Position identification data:
-- -- --

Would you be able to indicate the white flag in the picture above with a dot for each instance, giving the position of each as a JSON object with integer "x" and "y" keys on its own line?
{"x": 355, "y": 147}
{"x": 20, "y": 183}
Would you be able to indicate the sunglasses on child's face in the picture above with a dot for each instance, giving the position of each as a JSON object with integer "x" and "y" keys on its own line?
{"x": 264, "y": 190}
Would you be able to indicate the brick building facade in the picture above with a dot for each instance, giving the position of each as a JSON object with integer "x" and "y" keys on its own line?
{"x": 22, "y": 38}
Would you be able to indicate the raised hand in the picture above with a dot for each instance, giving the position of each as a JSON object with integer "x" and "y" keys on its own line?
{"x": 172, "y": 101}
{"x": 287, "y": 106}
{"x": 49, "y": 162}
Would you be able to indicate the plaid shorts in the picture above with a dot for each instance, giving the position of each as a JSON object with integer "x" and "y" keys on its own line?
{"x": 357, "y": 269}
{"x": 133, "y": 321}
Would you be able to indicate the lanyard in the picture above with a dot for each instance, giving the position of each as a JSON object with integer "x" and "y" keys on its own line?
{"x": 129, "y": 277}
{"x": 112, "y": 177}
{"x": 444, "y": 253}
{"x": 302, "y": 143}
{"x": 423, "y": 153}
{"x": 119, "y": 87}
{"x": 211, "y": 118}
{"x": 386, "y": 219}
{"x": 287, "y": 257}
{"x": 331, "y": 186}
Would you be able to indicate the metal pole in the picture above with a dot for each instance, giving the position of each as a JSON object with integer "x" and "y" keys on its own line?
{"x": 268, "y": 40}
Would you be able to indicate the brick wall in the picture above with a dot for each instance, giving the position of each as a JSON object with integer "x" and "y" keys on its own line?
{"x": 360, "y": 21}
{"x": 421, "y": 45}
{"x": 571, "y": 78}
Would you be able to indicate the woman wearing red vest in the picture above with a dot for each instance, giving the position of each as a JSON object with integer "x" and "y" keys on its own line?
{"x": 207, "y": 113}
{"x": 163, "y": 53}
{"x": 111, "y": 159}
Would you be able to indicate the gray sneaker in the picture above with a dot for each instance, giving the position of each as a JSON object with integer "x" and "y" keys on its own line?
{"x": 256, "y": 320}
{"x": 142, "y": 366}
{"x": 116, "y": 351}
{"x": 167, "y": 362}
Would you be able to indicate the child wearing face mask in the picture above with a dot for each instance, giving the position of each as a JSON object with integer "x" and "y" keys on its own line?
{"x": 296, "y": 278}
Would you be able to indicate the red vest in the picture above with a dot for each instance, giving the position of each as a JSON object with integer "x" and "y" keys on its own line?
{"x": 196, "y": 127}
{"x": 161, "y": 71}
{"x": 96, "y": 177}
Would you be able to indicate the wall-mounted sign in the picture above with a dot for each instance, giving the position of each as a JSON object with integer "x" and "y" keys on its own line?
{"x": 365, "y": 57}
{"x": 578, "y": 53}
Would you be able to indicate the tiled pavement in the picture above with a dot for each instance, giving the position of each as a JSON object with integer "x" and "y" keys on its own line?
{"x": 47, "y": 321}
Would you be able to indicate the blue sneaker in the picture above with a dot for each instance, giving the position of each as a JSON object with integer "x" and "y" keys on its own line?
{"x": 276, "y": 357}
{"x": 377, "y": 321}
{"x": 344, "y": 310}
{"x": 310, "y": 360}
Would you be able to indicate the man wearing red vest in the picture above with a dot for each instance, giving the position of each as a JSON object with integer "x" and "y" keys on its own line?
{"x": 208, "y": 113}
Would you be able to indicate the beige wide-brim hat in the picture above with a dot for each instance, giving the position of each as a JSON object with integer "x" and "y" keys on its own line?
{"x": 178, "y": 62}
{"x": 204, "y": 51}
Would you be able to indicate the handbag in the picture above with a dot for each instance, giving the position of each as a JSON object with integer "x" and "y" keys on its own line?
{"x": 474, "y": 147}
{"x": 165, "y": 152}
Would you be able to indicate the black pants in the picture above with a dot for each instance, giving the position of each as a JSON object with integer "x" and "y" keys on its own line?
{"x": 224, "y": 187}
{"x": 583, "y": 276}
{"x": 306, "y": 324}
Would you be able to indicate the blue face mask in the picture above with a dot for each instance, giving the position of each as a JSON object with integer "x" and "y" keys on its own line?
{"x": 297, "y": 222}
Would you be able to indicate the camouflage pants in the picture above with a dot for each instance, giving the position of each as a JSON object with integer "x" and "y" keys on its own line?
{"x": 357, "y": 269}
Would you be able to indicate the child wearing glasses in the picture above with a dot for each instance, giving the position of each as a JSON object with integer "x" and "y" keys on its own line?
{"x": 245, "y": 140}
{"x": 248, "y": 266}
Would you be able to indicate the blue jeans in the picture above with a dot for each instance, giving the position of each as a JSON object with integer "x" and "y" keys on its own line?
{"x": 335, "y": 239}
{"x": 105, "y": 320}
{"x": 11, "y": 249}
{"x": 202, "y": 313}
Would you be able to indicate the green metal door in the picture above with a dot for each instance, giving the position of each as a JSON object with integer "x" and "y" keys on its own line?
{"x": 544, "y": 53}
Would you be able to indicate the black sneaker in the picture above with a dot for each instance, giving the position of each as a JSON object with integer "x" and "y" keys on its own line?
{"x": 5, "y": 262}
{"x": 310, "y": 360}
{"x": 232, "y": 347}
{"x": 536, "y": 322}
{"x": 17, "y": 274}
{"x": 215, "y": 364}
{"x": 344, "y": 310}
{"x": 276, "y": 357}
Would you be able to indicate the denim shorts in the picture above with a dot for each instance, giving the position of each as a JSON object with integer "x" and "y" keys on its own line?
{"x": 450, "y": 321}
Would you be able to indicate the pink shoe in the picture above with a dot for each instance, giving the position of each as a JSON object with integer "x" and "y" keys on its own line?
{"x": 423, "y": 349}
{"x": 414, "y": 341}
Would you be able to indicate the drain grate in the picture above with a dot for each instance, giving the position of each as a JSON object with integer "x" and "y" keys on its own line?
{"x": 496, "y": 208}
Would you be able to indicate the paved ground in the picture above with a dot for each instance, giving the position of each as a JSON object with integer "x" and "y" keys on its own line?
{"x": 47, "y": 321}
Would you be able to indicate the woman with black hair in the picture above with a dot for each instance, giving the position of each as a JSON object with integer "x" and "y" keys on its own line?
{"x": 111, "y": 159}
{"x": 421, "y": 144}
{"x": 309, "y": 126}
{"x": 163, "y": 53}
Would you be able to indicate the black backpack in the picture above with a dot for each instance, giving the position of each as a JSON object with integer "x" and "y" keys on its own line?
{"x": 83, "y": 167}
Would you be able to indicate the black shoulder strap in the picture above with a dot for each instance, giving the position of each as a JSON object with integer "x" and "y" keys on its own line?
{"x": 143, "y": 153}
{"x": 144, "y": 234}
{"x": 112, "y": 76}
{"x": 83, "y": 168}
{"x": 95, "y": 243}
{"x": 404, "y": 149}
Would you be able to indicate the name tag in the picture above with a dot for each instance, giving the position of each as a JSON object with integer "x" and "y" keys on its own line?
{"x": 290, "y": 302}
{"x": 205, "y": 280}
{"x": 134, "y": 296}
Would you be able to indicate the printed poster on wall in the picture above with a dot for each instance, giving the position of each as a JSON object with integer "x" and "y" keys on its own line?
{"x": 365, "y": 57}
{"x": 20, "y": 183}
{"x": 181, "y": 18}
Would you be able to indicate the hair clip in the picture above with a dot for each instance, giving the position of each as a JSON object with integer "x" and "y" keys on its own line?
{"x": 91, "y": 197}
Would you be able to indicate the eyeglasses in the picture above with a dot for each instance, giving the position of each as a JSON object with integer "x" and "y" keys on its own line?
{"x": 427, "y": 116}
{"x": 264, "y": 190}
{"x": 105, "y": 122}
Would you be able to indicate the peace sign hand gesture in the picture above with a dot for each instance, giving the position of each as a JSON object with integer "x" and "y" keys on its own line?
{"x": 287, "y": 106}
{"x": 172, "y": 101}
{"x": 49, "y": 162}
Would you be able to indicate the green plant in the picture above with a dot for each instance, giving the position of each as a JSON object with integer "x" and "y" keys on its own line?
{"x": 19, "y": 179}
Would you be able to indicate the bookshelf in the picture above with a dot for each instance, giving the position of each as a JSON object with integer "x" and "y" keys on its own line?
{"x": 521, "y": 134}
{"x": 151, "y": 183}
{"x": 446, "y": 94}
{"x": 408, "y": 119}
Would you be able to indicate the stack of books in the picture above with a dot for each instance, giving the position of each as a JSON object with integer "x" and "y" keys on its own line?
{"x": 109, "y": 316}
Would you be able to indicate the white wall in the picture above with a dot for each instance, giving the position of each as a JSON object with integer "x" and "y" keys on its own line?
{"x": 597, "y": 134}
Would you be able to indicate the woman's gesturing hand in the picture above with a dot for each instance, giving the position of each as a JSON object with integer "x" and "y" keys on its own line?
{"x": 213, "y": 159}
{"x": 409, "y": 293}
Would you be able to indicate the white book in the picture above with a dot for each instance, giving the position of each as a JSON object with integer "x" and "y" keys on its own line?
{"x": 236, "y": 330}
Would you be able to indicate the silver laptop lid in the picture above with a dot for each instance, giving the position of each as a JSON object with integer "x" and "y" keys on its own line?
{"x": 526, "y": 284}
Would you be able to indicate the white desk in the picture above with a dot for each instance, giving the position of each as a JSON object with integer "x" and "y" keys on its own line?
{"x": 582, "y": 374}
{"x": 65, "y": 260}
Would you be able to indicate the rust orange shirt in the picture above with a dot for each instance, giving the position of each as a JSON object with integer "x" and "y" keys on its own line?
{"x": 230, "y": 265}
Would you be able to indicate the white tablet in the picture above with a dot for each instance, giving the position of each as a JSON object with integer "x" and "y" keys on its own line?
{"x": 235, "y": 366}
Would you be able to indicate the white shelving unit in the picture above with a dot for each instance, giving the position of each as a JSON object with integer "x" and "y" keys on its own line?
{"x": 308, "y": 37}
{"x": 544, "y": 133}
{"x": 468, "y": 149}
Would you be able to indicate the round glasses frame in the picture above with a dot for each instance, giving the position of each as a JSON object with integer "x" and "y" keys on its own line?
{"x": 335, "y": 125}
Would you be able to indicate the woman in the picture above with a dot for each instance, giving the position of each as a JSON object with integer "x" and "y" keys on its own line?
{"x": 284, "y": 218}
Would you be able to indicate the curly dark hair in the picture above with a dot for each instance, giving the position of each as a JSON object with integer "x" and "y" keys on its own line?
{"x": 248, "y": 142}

-- -- --

**Written instruction**
Copy everything from the line containing "Would you be able to indicate the woman in" down to the end of the data, and replace "curly dark hair" with "wavy black hair". Leave the rest unchanged.

**Solution to this problem**
Would you be able to indicate the woman in the picture above with a dot for each instance, giving the position of each as a JSON object with integer "x" and "y" keys on its own line?
{"x": 284, "y": 218}
Would you be able to indicate the wavy black hair in the picture above with a dot for each instance, giving the position of each as a JSON object with integer "x" and "y" keys on its own line?
{"x": 248, "y": 142}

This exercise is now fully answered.